** Supplied text **
<<<<

The Black Food Sovereignty Coalition, Black Family Land Trust, inc, the National Black Food & Justice Alliance, and the Southeastern African American Farmers’ Organic Network(SAAFON) all work regionally to connect and protect black farmers, families, and communities (59). They affirm the right to land, the long-historied black agrarian tradition in the US, and actively combat the efforts of white agriculture and the US government to pry black communities from their familial lands and cultural power of maintaining alternative farming traditions. They provide economic, legal, and community support, enabling the continued survival of food sovereignty and alternative food futures by listening to the needs of the farmers and communities, both urban and rural, and promoting a diverse series of initiatives aimed to support the different needs determined by place and race. 

Soul Fire Farm not only functions as a single farm site, but also offers dozens of initiatives aimed to uplift farms and gardens run by brown and black people as they enter into the difficult world of small-scale agriculture. Each year, they assist in the building and maintenance of dozens of urban community gardens and provide countless educational workshops on sliding scale pricing to bring nourishment and food to communities that they can’t directly feed. Additionally, on their website, they have a reparations map, which encourages site viewers to monetarily support the countless brown and black owned and operated small farms across the nation (60). The farms and gardens listed on the map are in need of land, resources, monetary donations, and workers, and Soul Fire Farm specifically requests that people contact these farms only to offer these reparations, not to extract labor or for anything other than to offer reparation-based outreach.

Native Seeds/SEARCH, Sierra Seeds, and Indigenous Food Systems Network are deliberately inter-tribal in their work, preserving feeds and promoting community-led food sovereignty initiatives both within and between tribal communities (61). They reaffirm the historied interaction, trade, and practices of mutual benefit that tribal nations have engaged in and continue to engage in before and despite settler colonialism, recognizing that the struggle for Native life and livelihoods in the settler colonial state requires collective, interactive action. Each of these networks offers workshops, educational opportunities, material resources, and the ability to connect with other organizations doing similar work at smaller community levels.

>>>>

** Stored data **
<<<<

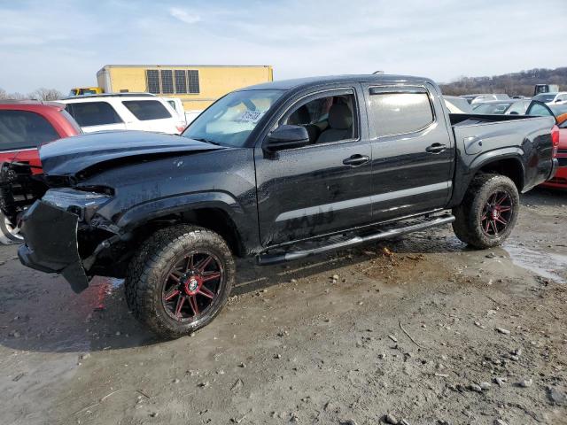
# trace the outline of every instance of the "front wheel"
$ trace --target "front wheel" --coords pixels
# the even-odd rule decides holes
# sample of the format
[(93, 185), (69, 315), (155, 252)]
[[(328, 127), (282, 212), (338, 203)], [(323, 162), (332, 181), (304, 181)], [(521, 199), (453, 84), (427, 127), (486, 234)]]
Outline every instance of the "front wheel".
[(461, 205), (453, 209), (453, 230), (459, 239), (475, 248), (500, 245), (516, 225), (519, 205), (517, 189), (509, 178), (478, 174)]
[(22, 242), (24, 238), (19, 233), (19, 227), (14, 226), (8, 217), (0, 212), (0, 243), (10, 245)]
[(164, 337), (210, 323), (226, 303), (235, 264), (225, 241), (202, 228), (156, 232), (129, 266), (126, 298), (134, 315)]

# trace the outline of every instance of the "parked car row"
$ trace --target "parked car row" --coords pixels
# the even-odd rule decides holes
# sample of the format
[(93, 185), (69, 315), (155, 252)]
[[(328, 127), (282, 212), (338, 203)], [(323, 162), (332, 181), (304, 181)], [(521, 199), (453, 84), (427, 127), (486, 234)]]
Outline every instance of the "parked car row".
[[(34, 180), (42, 173), (37, 148), (42, 143), (82, 134), (77, 122), (54, 102), (3, 101), (0, 104), (0, 243), (21, 241), (19, 217), (37, 194)], [(3, 212), (6, 212), (4, 213)]]
[(60, 102), (85, 133), (144, 130), (178, 135), (186, 127), (184, 114), (182, 118), (167, 100), (150, 94), (87, 95)]

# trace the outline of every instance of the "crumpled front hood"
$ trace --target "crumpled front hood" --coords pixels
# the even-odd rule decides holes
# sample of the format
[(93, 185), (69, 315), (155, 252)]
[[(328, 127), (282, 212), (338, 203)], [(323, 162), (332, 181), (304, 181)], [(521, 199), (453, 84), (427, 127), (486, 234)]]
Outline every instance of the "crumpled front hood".
[[(145, 131), (101, 131), (43, 144), (39, 155), (46, 175), (74, 176), (93, 166), (120, 159), (225, 149), (179, 135)], [(137, 158), (136, 158), (137, 159)]]

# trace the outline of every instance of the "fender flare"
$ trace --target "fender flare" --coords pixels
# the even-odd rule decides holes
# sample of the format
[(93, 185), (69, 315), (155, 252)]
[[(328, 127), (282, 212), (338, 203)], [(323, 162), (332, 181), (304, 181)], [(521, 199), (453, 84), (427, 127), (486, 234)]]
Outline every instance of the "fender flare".
[[(521, 185), (522, 187), (524, 187), (525, 184), (525, 166), (523, 161), (524, 156), (524, 150), (520, 147), (514, 146), (483, 152), (477, 158), (475, 158), (468, 166), (466, 164), (462, 164), (461, 167), (466, 169), (467, 171), (466, 173), (459, 173), (459, 167), (457, 167), (457, 171), (454, 176), (455, 182), (453, 185), (454, 189), (447, 208), (453, 208), (456, 205), (461, 205), (465, 193), (469, 189), (469, 186), (470, 185), (472, 179), (475, 175), (477, 175), (478, 170), (491, 163), (501, 161), (503, 159), (514, 159), (518, 163), (518, 165), (522, 168)], [(523, 188), (520, 188), (519, 190), (522, 191), (522, 189)]]
[(475, 158), (469, 166), (469, 169), (470, 170), (470, 174), (474, 175), (480, 168), (491, 162), (498, 162), (502, 159), (516, 159), (522, 168), (522, 174), (524, 174), (525, 172), (524, 162), (522, 161), (524, 155), (524, 150), (517, 146), (495, 149), (493, 151), (483, 152)]
[(245, 218), (242, 205), (231, 195), (221, 191), (207, 191), (162, 197), (138, 204), (124, 212), (116, 224), (128, 232), (151, 220), (198, 208), (222, 210), (237, 228)]

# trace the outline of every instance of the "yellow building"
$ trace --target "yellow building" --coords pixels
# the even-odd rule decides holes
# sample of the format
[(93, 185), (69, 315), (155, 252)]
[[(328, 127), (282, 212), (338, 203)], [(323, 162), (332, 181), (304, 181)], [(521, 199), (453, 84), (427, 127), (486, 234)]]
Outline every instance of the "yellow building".
[(203, 110), (229, 91), (271, 81), (270, 66), (105, 65), (97, 81), (105, 93), (149, 92)]

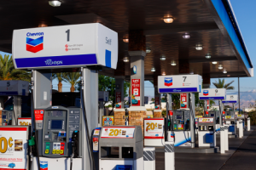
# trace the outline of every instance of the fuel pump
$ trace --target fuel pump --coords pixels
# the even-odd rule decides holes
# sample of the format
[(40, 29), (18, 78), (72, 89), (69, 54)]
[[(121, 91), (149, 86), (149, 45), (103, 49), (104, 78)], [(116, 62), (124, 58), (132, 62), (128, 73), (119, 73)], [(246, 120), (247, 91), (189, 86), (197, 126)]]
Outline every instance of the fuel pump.
[(15, 115), (13, 110), (2, 110), (2, 126), (14, 125)]

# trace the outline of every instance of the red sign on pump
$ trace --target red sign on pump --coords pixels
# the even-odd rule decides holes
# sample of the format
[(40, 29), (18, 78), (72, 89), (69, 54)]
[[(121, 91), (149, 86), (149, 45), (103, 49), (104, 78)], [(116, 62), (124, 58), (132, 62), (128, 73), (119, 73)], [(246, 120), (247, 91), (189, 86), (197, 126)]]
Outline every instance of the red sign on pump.
[(131, 105), (139, 106), (141, 104), (140, 79), (131, 79)]

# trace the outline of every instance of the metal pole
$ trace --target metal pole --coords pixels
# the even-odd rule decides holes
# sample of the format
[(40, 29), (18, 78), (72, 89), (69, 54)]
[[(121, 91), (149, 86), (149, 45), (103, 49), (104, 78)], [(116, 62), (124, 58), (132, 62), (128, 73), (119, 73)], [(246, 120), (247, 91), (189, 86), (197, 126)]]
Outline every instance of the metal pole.
[(218, 105), (219, 105), (219, 126), (223, 126), (222, 124), (222, 101), (219, 99), (218, 100)]
[(238, 115), (240, 115), (240, 81), (239, 81), (239, 77), (238, 77)]
[(191, 135), (191, 143), (192, 143), (192, 146), (191, 148), (195, 148), (195, 94), (190, 93), (190, 99), (191, 99), (191, 109), (192, 113), (190, 114), (190, 117), (189, 117), (189, 129), (190, 129), (190, 135)]

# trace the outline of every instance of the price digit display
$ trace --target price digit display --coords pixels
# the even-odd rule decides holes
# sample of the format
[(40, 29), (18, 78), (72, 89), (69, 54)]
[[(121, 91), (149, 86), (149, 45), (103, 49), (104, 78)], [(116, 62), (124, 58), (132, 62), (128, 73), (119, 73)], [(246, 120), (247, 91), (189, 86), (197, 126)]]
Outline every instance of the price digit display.
[(146, 129), (148, 130), (154, 130), (155, 128), (157, 128), (157, 122), (154, 123), (154, 122), (147, 122), (147, 128)]
[(118, 136), (119, 133), (122, 133), (121, 129), (110, 129), (108, 136)]
[(1, 137), (0, 138), (0, 152), (5, 153), (8, 148), (8, 145), (9, 147), (13, 146), (13, 144), (11, 143), (13, 141), (13, 139), (10, 137), (7, 142), (6, 138)]

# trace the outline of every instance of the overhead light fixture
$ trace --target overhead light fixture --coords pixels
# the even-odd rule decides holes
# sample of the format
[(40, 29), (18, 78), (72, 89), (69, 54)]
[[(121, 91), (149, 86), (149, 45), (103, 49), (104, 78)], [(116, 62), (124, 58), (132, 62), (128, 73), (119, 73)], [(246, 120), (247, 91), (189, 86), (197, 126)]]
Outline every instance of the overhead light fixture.
[(150, 53), (150, 52), (151, 52), (150, 48), (146, 48), (146, 53)]
[(171, 65), (172, 65), (172, 66), (175, 66), (175, 65), (176, 65), (176, 62), (175, 62), (175, 61), (172, 61)]
[(211, 59), (210, 54), (207, 54), (206, 55), (206, 58), (207, 58), (207, 59)]
[(218, 68), (219, 70), (222, 70), (222, 69), (223, 69), (222, 65), (219, 65)]
[(129, 58), (128, 58), (128, 57), (124, 57), (124, 62), (125, 62), (125, 63), (129, 62)]
[(170, 24), (173, 22), (173, 18), (172, 17), (165, 17), (164, 18), (165, 23)]
[(189, 39), (190, 38), (190, 35), (189, 34), (189, 33), (184, 33), (183, 35), (183, 37), (184, 38), (184, 39)]
[(195, 45), (195, 49), (196, 49), (196, 50), (202, 50), (202, 45), (200, 44), (200, 43), (196, 44), (196, 45)]
[(52, 7), (60, 7), (61, 4), (61, 2), (59, 0), (54, 0), (54, 1), (49, 1), (49, 4)]
[(166, 60), (166, 56), (163, 55), (163, 56), (160, 57), (160, 60), (164, 61)]
[(129, 42), (129, 38), (128, 37), (124, 37), (123, 41), (127, 43), (127, 42)]

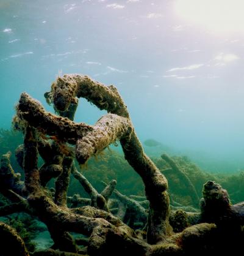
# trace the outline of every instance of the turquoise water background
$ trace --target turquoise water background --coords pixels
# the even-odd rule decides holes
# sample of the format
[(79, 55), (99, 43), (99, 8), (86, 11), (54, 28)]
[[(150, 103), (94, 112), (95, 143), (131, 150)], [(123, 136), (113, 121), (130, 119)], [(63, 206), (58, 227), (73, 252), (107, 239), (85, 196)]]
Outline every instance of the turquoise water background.
[[(243, 170), (243, 36), (190, 25), (174, 2), (1, 0), (0, 127), (21, 92), (53, 111), (43, 94), (57, 76), (86, 74), (117, 87), (142, 141), (209, 171)], [(76, 121), (103, 114), (80, 100)]]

>>>>

** Set of tasks **
- A) Reproduce the part of the food sovereignty text that begins at the words containing "Native Seeds/SEARCH, Sierra" and stops after "smaller community levels.".
- B) Please carry on the food sovereignty text from the point at which it stops.
The listing is separate material and has no part in the food sovereignty text.

** Responses in order **
- A)
Native Seeds/SEARCH, Sierra Seeds, and Indigenous Food Systems Network are deliberately inter-tribal in their work, preserving feeds and promoting community-led food sovereignty initiatives both within and between tribal communities (61). They reaffirm the historied interaction, trade, and practices of mutual benefit that tribal nations have engaged in and continue to engage in before and despite settler colonialism, recognizing that the struggle for Native life and livelihoods in the settler colonial state requires collective, interactive action. Each of these networks offers workshops, educational opportunities, material resources, and the ability to connect with other organizations doing similar work at smaller community levels.

- B)
What binds all these organizations, projects, communities, and ideas together is a sense of love and desire for a reciprocal relationship with the land and each other. Everyone doing this work understands that “we are bound in a covenant of reciprocity, a pact of mutual responsibility to sustain those who sustain us,” as those who came before us have done and passed onto us, so that we can sustain one another into futurity (62). As engaging in the fight for land and food sovereignty teaches us how to recognize our interconnectivity with the land, we also begin to learn “to rewrite the lie of co-dependence into interdependence, love, and caring”  in our relations to each other (63). This work, the task of decolonization, restoring the land, and restoring community practices of healing, is longer than our lifetimes allow us. While the harvest comes each year, the real fruits of this labor will only fully be received by our descendants. But it’s worth it, to know that maybe one day, my grandchildren’s grandchildren might walk through the forests of my childhood and see groves of old, healthy hemlocks, that the American chestnut sapling in my front yard might grow as large and grand as the elms that now tower over it.